Reproduce word for word the part of the ENOBUF mailing-list post that runs from "This makes some" up to and including "necessary or not.".

== Page

[Twisted-Python] ENOBUF and Twisted

James Y Knight foom at fuhm.net
Sat Aug 21 15:56:11 EDT 2004


On Aug 21, 2004, at 3:50 AM, Jp Calderone wrote:
>  How many clients are we talking about?  A bit of investigation leads 
> me to believe this can be caused by reaching the maximum number of 
> open sockets.  Having unreliable connections can exacerbate this, 
> since TIME_WAIT sockets are counted towards the limit (Windows NT 4.0 
> seems to leave sockets in this state for 4 minutes).
>
>   Twisted should still probably handle it, but if this is the true 
> cause, it should be handled in a fashion similar to errors from 
> accept(), possibly (a better understanding of the problem is probably 
> still required).

I don't think that's the case, or rather, it is the case for accept() 
but not write().

 From my understanding, ENOBUF on send() could come about because there 
is a limit on the amount of kernel buffer space a process is allowed to 
consume and a previous send() call consumed it all, after select() said 
there was space remaining. Thus, there was no space for this write to 
proceed, and the kernel returned that error. I believe it should be 
treated as a transient error, and the send retried later. So, it should 
go in the same case as EWOULDBLOCK.

However, from the original description, it sounds like perhaps there 
may be some byte limit over which you cannot even attempt to write. 
This makes some amount of sense -- the kernel doesn't want to have to 
copy a gigantic buffer into kernel space just to discard most of it. 
So, how about: self.socket.send(buffer(data, 0, 65535)). I'm not sure 
if that's necessary or not.

Apparently accept() can also return ENOBUFS, for the same kinds of 
reasons, and should also be treated as a transient error. I suspect 
EMFILE and ENFILE should also be handled the same way. But that's a 
separate issue.

Screwtape (I guess that's probably not your real name, but you don't 
seem to have given a real name),
Can you try this patch and see if it fixes the problem? It assumes 
you'll always be able to send a 64K buffer *eventually*, which I hope 
is the case. If you could also try it with just the "or se.args[0] == 
ENOBUFS", and not the buffer(.., 0, 65535), that'd also be appreciated.

====
== Listed records

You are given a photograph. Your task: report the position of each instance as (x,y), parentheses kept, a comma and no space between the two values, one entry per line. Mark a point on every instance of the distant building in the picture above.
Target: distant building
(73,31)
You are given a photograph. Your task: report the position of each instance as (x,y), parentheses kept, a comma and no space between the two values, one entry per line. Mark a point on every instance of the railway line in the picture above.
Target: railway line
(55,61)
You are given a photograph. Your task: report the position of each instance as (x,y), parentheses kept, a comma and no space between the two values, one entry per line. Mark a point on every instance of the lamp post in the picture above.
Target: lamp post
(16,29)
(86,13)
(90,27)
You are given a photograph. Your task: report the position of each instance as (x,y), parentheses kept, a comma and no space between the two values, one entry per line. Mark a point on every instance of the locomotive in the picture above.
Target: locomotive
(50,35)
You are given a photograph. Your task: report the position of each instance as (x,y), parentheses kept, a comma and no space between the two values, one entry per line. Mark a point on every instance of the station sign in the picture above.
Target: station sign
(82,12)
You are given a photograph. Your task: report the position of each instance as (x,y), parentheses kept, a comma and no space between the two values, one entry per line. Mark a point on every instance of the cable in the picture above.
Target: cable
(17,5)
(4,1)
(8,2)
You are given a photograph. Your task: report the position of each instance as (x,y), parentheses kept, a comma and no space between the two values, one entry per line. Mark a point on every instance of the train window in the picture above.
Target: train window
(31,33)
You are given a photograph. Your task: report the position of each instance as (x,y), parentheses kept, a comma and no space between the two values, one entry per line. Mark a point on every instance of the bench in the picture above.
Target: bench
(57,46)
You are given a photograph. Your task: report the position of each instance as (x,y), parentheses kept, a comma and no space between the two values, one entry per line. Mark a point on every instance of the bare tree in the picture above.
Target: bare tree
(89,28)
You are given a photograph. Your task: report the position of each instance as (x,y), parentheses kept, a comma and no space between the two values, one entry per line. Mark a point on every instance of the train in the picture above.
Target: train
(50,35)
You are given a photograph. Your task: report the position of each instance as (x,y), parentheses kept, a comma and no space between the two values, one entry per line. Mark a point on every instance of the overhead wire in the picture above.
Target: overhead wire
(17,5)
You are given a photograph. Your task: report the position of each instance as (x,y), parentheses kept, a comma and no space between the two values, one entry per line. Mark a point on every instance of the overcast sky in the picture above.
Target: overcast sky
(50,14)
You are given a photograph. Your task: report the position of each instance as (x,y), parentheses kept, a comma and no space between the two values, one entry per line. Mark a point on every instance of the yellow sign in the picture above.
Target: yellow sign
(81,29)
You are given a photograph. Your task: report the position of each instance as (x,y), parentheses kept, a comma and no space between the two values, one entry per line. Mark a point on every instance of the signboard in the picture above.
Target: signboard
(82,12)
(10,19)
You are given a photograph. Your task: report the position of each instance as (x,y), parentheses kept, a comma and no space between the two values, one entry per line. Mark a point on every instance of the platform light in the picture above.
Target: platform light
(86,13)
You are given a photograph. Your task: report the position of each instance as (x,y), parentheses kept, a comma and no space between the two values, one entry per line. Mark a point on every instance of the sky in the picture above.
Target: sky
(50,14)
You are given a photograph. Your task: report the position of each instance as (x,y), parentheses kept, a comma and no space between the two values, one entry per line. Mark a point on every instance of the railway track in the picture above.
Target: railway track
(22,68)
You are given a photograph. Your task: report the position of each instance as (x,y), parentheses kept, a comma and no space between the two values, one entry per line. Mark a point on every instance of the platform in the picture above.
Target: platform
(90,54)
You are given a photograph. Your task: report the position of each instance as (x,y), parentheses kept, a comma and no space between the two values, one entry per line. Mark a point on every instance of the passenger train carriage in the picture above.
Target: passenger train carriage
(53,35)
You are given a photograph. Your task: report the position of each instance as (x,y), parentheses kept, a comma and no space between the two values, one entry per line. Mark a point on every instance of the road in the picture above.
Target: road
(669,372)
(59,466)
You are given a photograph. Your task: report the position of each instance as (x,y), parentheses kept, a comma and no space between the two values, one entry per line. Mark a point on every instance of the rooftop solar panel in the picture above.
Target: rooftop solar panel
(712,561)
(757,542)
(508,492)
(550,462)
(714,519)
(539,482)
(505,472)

====

Result for this task:
This makes some amount of sense -- the kernel doesn't want to have to 
copy a gigantic buffer into kernel space just to discard most of it. 
So, how about: self.socket.send(buffer(data, 0, 65535)). I'm not sure 
if that's necessary or not.